Problem to work on
Write out, unchanged, everything below from the line containing "Can you find the girl's" down to the end of the items.
* Begin Dataset extract *
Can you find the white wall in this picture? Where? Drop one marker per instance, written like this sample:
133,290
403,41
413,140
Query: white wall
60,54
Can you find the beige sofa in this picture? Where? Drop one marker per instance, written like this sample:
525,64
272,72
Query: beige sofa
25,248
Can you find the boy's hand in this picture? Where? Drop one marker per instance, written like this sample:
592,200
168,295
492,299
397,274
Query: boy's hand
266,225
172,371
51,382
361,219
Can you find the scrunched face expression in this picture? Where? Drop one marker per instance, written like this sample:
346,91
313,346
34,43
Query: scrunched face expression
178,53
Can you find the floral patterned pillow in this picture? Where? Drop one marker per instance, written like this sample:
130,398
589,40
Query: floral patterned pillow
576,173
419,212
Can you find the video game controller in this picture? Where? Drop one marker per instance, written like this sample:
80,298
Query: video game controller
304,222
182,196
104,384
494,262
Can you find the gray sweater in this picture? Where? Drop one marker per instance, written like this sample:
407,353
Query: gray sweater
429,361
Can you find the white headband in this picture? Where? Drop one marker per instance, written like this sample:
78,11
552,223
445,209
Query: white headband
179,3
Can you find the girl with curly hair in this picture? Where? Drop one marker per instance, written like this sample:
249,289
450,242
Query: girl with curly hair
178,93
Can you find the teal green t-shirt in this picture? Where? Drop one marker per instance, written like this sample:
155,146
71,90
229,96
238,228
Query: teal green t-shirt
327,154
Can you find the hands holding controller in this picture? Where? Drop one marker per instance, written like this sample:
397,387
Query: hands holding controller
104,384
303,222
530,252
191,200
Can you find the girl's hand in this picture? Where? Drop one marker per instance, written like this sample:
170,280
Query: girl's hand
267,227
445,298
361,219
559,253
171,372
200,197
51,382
* End Dataset extract *
Result of the task
Can you find the girl's hand in this picture? Where? Drop one marker per instance, written like this sample:
170,280
Query: girl's hand
267,227
445,298
361,219
559,253
171,372
200,197
51,382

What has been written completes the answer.